DIRECTION
Collect every line of the data that contains the string "hinge", matching case exactly.

DATA PROVIDED

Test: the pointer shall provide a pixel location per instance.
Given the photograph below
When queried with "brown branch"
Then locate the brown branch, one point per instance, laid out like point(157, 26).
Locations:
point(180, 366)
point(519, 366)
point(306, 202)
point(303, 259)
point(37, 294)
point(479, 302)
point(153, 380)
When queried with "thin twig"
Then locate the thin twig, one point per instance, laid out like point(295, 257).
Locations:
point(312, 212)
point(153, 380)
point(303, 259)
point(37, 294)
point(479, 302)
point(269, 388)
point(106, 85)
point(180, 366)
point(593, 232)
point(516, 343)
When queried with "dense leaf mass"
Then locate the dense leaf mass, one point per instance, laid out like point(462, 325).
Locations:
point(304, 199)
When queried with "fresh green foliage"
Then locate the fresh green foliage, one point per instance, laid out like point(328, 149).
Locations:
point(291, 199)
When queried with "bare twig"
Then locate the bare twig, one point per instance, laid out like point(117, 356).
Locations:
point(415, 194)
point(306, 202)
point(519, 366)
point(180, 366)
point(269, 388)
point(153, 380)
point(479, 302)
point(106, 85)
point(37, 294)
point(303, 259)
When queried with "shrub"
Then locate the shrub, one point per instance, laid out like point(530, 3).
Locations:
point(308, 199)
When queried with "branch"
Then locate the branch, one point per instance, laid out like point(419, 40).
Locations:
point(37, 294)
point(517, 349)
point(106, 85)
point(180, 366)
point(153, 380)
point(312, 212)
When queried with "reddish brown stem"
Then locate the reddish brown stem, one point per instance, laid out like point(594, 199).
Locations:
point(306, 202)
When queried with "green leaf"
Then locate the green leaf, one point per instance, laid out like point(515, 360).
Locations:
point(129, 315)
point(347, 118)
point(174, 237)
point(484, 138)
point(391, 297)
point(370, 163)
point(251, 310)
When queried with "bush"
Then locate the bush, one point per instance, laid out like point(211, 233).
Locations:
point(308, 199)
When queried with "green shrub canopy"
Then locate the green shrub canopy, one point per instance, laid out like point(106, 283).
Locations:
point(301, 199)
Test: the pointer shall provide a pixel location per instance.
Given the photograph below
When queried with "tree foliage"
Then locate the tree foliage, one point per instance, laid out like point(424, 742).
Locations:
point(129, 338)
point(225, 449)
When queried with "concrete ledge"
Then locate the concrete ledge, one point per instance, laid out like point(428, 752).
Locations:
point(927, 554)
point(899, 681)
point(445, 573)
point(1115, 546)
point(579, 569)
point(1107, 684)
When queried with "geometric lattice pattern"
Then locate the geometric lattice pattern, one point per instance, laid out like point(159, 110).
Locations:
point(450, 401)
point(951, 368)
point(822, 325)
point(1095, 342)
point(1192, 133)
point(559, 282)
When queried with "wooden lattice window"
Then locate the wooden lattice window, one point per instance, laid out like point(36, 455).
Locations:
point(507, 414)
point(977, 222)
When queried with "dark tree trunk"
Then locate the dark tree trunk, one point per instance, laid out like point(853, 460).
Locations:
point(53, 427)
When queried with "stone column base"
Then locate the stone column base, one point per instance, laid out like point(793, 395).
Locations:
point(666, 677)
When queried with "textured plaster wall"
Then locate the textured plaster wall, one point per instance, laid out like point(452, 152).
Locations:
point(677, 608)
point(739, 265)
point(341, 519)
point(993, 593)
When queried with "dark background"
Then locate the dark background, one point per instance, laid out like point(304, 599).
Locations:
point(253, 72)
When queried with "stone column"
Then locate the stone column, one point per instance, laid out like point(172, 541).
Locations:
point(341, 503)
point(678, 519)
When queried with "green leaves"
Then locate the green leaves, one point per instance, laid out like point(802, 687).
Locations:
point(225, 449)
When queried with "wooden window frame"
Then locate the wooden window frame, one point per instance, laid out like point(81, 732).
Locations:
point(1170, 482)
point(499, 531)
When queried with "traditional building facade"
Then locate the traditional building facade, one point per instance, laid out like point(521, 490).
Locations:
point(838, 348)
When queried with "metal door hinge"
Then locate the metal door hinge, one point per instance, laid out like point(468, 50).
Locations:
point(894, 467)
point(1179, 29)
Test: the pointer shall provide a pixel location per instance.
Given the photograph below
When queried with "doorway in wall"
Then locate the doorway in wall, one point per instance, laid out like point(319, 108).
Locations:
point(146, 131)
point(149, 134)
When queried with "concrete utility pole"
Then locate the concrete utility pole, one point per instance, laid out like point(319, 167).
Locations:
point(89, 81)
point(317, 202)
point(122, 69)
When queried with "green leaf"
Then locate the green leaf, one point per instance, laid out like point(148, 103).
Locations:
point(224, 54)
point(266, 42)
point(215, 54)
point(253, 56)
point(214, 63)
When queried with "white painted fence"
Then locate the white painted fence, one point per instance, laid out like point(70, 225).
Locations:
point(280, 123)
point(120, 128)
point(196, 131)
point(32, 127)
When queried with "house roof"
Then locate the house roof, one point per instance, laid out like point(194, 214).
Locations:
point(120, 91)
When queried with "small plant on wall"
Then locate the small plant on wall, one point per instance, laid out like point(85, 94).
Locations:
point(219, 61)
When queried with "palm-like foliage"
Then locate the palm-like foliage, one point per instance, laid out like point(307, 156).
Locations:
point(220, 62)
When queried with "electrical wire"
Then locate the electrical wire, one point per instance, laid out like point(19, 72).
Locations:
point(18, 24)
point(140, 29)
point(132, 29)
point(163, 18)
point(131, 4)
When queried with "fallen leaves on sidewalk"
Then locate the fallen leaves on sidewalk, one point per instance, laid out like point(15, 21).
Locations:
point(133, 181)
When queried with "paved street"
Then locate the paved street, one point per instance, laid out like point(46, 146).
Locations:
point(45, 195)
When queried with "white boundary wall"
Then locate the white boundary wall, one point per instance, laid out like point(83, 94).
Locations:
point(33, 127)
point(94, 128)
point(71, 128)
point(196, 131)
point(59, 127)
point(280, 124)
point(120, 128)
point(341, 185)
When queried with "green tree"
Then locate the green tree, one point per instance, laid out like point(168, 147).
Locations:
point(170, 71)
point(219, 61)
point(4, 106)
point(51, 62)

OUTPUT BELOW
When queried with "metal door hinge"
Then locate the metal door hinge, one point per instance, laid out like point(468, 50).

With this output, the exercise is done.